[Opening SELECTED EXTRACT section]
Skip to content

Read classification

Viralgenie offers two main tools for the classification of reads and a summary visualisation tool:

  • Kaiju: Taxonomic classification based on maximum exact matches using protein alignments.
  • Kraken2: Assigns taxonomic labels on a DNA level using a k-mer approach. (optional Bracken)
  • Krona: Interactive multi-layered pie charts of hierarchical data.

metagenomic_diversity

Want more classifiers?

Feel free to reach out and suggest more classifiers. However, if the main goal of your project is to establish the presence of a virus within a sample and are therefore only focused on metagenomic diversity, have a look at taxprofiler

The read classification can be skipped with the argument --skip_read_classification, classifiers should be specified with the parameter --read_classifiers 'kaiju,kraken2' (no spaces, no caps). See the parameters classification section for all relevant arguments to control the classification steps.

Kaiju

Kaiju classifies individual metagenomic reads using a reference database comprising the annotated protein-coding genes of a set of microbial genomes. It employs a search strategy, which finds maximal exact matching substrings between query and database using a modified version of the backwards search algorithm in the Burrows-Wheeler transform. The Burrows-Wheeler transform is a text transformation that converts the reference sequence database into an easily searchable representation, which allows for exact string matching between a query sequence and the database in time proportional to the length of the query.
[Closing SELECTED EXTRACT section]
[Opening SOURCE DATA section]
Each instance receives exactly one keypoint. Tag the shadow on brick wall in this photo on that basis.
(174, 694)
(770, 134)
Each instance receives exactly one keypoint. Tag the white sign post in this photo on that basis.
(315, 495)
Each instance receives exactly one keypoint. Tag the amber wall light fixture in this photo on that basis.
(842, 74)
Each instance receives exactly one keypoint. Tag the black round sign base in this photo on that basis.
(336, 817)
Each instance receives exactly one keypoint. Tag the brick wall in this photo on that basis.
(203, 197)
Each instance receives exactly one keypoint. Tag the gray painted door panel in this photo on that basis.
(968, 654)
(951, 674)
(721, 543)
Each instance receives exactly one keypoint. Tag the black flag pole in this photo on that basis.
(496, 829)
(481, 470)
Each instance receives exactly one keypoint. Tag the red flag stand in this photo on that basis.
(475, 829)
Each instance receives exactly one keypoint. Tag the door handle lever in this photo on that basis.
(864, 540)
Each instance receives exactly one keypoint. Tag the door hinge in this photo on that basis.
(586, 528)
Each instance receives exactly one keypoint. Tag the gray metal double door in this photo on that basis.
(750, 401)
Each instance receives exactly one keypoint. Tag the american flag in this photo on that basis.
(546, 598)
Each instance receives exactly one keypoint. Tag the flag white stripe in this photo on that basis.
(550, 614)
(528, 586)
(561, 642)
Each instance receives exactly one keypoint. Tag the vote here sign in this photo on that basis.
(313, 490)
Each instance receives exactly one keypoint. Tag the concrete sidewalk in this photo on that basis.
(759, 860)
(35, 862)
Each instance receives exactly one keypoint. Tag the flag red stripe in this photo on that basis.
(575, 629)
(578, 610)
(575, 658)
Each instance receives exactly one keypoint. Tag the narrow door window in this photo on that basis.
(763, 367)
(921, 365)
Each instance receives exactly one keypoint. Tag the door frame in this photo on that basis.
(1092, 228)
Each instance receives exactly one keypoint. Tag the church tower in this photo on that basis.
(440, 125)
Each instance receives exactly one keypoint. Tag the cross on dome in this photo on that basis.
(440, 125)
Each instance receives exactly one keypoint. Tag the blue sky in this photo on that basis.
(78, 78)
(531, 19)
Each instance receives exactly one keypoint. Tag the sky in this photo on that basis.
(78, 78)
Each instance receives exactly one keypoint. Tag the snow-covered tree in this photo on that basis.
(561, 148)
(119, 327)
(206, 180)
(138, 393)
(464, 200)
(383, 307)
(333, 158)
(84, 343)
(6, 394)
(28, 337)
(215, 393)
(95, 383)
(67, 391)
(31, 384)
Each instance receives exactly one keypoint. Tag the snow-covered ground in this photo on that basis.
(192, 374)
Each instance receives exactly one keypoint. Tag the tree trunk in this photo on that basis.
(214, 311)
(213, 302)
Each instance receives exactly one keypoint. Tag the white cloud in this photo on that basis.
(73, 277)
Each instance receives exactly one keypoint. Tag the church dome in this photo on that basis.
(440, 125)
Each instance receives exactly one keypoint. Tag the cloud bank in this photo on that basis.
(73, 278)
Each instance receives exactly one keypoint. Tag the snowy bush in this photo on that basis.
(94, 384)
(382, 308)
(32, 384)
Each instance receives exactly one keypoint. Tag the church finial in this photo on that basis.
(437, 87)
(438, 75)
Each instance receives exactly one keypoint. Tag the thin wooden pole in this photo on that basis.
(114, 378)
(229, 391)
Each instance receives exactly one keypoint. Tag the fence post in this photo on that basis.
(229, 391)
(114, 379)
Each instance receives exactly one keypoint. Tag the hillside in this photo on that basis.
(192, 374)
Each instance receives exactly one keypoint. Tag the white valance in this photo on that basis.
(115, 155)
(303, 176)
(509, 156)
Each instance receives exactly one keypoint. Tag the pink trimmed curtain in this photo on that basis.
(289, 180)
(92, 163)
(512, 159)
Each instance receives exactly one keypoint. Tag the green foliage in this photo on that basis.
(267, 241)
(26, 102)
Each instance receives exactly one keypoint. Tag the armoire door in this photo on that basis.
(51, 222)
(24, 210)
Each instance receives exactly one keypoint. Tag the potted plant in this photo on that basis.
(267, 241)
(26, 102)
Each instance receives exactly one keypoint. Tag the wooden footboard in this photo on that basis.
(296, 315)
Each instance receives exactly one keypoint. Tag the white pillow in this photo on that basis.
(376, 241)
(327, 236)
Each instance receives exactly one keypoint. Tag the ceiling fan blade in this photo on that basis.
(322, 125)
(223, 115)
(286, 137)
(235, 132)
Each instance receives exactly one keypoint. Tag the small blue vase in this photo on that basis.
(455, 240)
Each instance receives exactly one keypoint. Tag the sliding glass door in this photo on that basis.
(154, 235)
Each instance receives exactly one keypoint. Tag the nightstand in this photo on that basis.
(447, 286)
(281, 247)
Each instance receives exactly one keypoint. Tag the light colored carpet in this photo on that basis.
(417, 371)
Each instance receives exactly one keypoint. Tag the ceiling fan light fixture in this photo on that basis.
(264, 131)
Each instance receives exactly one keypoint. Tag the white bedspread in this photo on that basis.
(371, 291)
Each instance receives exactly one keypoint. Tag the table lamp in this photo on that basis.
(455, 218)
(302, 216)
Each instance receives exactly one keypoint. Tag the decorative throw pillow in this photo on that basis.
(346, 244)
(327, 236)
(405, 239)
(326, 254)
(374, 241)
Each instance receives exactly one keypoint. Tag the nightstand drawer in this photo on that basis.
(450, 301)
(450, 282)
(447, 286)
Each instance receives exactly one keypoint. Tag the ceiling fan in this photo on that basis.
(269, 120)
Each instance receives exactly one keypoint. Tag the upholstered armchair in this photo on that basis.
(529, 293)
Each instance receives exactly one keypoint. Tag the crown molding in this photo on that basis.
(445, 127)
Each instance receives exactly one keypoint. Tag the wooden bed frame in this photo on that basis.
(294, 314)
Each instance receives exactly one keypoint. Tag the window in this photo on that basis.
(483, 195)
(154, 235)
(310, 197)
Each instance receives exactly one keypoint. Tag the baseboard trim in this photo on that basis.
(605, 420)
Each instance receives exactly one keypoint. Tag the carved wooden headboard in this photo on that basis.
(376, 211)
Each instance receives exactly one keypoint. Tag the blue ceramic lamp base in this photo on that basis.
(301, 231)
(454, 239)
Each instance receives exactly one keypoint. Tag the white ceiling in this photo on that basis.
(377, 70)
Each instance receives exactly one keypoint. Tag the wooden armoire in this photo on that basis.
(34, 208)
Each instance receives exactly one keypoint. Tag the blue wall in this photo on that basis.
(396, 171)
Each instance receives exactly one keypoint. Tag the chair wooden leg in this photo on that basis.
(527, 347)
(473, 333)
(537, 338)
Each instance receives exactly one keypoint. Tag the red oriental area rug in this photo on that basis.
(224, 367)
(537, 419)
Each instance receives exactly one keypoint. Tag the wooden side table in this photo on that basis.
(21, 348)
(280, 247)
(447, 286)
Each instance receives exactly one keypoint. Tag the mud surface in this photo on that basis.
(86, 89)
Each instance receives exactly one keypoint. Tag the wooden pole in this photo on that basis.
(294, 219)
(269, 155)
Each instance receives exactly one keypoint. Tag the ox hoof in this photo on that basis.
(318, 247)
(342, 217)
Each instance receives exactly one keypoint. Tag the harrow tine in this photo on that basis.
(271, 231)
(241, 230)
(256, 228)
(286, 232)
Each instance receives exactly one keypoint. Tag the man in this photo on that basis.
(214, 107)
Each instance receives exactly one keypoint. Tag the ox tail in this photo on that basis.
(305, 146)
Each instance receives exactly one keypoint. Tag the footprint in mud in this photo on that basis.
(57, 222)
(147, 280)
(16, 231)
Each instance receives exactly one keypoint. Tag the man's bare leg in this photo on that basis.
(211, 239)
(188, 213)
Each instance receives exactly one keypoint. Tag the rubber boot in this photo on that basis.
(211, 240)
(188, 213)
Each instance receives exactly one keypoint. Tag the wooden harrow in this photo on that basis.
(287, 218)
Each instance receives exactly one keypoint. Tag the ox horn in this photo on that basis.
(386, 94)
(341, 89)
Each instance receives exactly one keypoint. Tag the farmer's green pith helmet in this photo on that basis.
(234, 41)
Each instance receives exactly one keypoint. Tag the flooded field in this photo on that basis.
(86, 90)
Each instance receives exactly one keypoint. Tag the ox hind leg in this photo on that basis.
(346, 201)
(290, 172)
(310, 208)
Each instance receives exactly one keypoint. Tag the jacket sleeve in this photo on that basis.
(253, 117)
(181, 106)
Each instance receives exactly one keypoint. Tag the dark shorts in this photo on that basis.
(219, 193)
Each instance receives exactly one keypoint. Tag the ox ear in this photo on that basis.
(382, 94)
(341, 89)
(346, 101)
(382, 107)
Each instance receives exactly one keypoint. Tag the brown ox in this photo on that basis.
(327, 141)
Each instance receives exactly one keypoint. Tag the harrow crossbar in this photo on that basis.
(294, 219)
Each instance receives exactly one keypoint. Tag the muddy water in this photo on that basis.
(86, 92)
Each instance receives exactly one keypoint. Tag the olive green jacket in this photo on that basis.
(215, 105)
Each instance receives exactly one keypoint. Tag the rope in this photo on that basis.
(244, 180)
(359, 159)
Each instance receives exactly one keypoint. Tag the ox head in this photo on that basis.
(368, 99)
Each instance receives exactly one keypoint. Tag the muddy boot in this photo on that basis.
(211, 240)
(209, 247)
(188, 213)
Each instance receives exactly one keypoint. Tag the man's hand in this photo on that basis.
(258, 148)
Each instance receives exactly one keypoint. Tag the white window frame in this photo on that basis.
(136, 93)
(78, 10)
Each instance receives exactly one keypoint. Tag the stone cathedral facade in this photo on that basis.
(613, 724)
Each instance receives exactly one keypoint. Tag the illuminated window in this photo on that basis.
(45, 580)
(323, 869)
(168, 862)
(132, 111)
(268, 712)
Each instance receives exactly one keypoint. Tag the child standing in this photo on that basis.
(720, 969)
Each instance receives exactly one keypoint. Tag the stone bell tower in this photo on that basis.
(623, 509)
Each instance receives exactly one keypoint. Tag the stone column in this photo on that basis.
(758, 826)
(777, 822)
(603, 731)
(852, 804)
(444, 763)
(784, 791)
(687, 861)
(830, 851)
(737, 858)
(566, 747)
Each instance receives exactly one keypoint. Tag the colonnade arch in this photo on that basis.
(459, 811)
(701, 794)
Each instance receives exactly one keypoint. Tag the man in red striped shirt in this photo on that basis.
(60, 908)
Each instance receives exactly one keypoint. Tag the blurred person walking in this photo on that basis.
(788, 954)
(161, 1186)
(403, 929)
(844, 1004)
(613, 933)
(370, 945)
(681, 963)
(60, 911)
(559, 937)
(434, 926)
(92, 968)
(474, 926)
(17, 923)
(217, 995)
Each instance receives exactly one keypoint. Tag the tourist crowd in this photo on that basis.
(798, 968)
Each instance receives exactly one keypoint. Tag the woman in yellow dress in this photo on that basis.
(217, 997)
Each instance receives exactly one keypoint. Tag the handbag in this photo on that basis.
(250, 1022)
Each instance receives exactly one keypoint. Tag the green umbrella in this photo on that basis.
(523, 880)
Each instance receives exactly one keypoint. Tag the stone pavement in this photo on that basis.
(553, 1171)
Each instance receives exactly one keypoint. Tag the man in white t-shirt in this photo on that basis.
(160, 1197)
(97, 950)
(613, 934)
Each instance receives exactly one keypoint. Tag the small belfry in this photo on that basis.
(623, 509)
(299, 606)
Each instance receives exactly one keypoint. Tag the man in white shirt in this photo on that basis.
[Closing SOURCE DATA section]
■ APPLY WHAT YOU READ:
• A. According to the read classification page, which argument skips the read classification step?
• B. Resume the read classification page from its last sentence.

■ TASK RESPONSES:
• A. --skip_read_classification

• B.
Kraken2

Kraken2 is a taxonomic sequence classifier that assigns taxonomic labels to DNA sequences. Kraken examines the k-mers within a query sequence and uses the information within those k-mers to query a database. That database maps k-mers to the lowest common ancestor (LCA) of all genomes known to contain a given k-mer.

Bracken can optionally be enabled for more accurate estimation of abundances, although these values should be interpreted with caution as viruses don't have marker genes making it difficult to compare abundances across samples & taxa. --read_classifiers 'kraken2,bracken' (no spaces, no caps)

Krona

Krona allows hierarchical data to be explored with zooming, multi-layered pie charts. The interactive charts are self-contained and can be viewed with any modern web browser.